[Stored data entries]

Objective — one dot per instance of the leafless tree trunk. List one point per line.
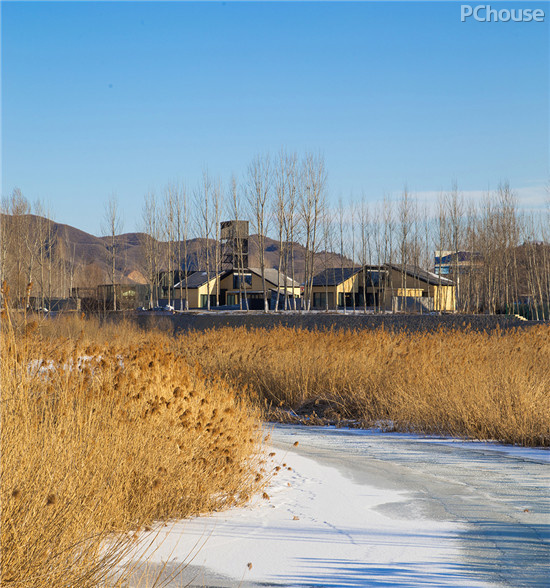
(312, 201)
(111, 227)
(150, 245)
(258, 192)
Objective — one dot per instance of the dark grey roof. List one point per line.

DESCRIPTION OF THE TASK => Leaving the images out, print the records above exactly.

ANSWER TO THE EXERCISE =>
Objective — one dot per instance of the leafless tree trunk. List one point per line.
(312, 201)
(111, 227)
(150, 245)
(258, 192)
Objective — one dot per instance of the dark grey roof. List one point per line.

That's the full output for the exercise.